_Work request_
Your task is to set down the line containing "Check that every instance of the power" and every later line of the entries, word for word, including the last.

[[ Input open ]]

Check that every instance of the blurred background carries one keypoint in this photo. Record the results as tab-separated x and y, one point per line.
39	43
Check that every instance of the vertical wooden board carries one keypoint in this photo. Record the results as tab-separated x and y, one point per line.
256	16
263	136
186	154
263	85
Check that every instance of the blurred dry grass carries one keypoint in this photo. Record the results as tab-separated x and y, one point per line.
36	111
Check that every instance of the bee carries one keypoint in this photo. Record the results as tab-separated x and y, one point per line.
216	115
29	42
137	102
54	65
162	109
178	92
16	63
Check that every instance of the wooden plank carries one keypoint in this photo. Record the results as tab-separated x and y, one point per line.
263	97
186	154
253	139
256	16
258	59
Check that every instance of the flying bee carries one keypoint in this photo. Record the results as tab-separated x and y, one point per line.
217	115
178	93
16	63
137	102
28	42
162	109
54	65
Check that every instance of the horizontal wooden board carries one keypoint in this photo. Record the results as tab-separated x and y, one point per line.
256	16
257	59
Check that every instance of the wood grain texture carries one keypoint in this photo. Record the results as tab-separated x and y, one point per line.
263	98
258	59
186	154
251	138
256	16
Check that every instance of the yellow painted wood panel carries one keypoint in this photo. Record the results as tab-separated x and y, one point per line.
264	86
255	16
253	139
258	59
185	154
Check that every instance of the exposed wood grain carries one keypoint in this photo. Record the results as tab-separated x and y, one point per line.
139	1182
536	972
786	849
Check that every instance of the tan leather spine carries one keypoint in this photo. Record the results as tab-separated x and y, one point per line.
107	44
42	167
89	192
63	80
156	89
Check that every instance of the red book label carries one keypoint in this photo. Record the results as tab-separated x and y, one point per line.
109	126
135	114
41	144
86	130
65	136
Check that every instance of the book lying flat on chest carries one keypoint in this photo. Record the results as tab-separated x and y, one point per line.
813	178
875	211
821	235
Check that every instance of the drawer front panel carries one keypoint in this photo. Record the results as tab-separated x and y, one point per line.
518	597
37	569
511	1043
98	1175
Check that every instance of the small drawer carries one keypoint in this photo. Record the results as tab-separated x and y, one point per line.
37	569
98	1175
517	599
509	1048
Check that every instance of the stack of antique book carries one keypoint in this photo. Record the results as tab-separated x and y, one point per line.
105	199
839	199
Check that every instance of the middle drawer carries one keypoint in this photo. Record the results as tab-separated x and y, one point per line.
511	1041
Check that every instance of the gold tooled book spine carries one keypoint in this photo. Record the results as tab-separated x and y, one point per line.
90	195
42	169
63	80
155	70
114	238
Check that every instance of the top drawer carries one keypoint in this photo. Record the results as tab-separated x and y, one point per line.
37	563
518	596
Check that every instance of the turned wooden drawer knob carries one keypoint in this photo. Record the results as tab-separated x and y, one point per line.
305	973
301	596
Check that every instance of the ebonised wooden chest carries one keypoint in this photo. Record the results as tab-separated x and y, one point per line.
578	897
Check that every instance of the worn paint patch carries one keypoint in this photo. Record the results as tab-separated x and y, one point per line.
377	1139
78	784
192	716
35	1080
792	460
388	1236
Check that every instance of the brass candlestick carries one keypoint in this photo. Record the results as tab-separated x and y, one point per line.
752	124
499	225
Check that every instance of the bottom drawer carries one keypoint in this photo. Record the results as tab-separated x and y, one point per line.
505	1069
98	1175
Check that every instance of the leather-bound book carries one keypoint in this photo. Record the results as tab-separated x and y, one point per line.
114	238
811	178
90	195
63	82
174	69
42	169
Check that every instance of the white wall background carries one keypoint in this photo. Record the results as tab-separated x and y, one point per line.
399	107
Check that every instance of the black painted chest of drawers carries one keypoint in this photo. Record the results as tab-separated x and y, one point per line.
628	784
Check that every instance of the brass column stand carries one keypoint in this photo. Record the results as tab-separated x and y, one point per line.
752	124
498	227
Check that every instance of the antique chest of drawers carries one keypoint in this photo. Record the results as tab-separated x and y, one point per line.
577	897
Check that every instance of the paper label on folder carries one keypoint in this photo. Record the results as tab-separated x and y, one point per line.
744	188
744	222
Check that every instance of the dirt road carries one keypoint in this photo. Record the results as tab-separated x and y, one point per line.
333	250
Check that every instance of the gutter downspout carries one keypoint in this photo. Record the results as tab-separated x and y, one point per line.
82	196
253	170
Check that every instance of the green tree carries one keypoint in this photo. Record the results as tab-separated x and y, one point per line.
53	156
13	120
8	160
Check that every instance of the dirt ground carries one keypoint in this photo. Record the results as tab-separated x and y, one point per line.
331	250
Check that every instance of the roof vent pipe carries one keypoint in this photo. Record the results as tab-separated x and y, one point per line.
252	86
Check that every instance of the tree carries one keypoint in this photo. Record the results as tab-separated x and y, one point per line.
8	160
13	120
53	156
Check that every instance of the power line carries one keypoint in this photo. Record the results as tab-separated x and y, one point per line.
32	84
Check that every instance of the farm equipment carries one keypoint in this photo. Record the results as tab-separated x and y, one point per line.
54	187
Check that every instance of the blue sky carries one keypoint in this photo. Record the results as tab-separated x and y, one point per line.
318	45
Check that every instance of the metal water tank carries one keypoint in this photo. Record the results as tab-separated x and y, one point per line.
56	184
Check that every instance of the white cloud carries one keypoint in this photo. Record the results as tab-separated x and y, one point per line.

[[ Input closed ]]

_Answer below_
Check that every instance of the power line carries one keypoint in this photo. Record the results as tab-separated x and y, one point per line.
32	84
Check that every instance of the farm equipment carries one keypoint in this photo. Record the results as tab-separated x and y, one point per line.
54	187
Check that every instance of the blue sky carries one keypoint in this photo. Record the results as tab-separated x and y, one point per line.
318	45
Check that every instance of the metal water tank carries one keypoint in this photo. Record the results as tab-separated x and y, one point per line.
56	184
Check that every instance of the white cloud carries one keypoint in this photo. Record the results as tab-separated x and y, one point per line.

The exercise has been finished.